## [TASKS AND EXERCISES]
**a)** Output the stretch of the text on skeleton-based action recognition from "Hussein et al." through "for the action.".
**b)** In the text on skeleton-based action recognition, what did Chaudhry et al. use to encode the spatial and temporal information of the 3D skeleton data?

## [TEXT PASSAGE]
In this section, we introduce the related literature of skeleton-based action recognition methods using hand-crafted features, ConvNets-based approach and RNN-based approach.

Hand-crafted features

Hussein et al. [13] encoded joint movement and time information by calculating multiple covariance matrices over sub-sequences in a hierarchical temporal levels. Chaudhry et al. [1] encoded spatial and temporal information of the 3D skeleton data using Linear Dynamical Systems (LDSs), and used discriminative metric learning to perform action recognition. Vemulapalli et al. [32] used rotations and translations in 3D space to model the 3D geometric relationships between various skeleton joints. Ofli et al. [26] proposed Most Informative Joints(SMIJ) to automatically select a few skeletal joints with the most informative for the action.

ConvNets-based approach

Du et al. [5] represented a skeleton sequence as a matrix by concatenating the joint coordinates at each instant and arranging the vector representations in a chronological order. The matrix is then quantified into an image and normalized to handle the variable-length problem. Hou et al. [8] encoded the joint over the sequence into 3D points with color and drew the skeleton joints with a specific pen to three orthogonal canvases, then encodes the dynamic information in the skeleton sequences with color encoding. Wang et al. [38] proposed Joint Trajectory Maps (JTM), which represents both spatial configuration and dynamics of joint trajectories into three texture images through color encoding. However, both methods in [8, 38] are view dependent and easily loss temporal information due to the direct trajectory encoding. In order to overcome the drawbacks, Li et al. [18] calculated skeleton joints of single or multiple subjects of pair-wise distances, encoding into texture images, as the input of ConvNets for action recognition. Liu et al. [20] arranged the skeleton joints in a 2D array to generate a set of RGB images, and select the arrangement by maximizing a unique distance metric. All frames are then concatenated to construct a large image as the final representation. Ke et al. [14] presented the sequence as a clip with several gray images for each channel of the 3D coordinates, and used a deep ConvNets to learn high-level features, then the features of all the three clips at the same time-step are concatenated in a feature vector. A Multi-Task Learning Network is adopted for final classification. However,these methods have broken the spatial structure of human skeleton data. Liu et al. [23] proposed a sequence-based view invariant transform to address the problem of view variation, color images enhanced by visual and motion, and multi-stream ConvNets fusion method is adopted to conduct recognition. But this method uses ten CNN models and, hence, has a high complexity. Tang et al. [30] propose a deep progressive reinforcement learning (DPRL) method, distil the most informative frames, discard ambiguous frames in sequences, and employ the graph-based convolutional neural network to capture the dependency between the joints for action recognition. This paper keeps structure of human skeleton and provides a new color encoding method to capture spatio-temporal information more effectively.

Extracted records
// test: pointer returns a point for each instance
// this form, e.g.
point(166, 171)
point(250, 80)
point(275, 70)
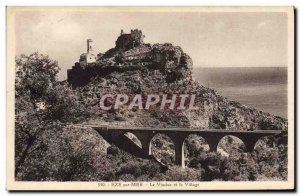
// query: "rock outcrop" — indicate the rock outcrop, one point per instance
point(135, 67)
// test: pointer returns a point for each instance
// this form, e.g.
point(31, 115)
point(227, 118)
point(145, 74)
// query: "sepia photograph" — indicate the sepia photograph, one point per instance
point(150, 98)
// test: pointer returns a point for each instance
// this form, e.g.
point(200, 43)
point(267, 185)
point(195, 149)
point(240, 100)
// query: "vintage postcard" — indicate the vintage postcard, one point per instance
point(150, 98)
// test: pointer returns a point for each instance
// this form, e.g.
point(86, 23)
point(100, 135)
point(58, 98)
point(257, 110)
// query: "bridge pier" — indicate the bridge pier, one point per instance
point(178, 135)
point(178, 140)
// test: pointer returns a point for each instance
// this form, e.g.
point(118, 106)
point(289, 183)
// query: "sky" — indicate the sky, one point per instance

## [TASK ANSWERS]
**a)**
Hussein et al. [13] encoded joint movement and time information by calculating multiple covariance matrices over sub-sequences in a hierarchical temporal levels. Chaudhry et al. [1] encoded spatial and temporal information of the 3D skeleton data using Linear Dynamical Systems (LDSs), and used discriminative metric learning to perform action recognition. Vemulapalli et al. [32] used rotations and translations in 3D space to model the 3D geometric relationships between various skeleton joints. Ofli et al. [26] proposed Most Informative Joints(SMIJ) to automatically select a few skeletal joints with the most informative for the action.

**b)** Linear Dynamical Systems (LDSs)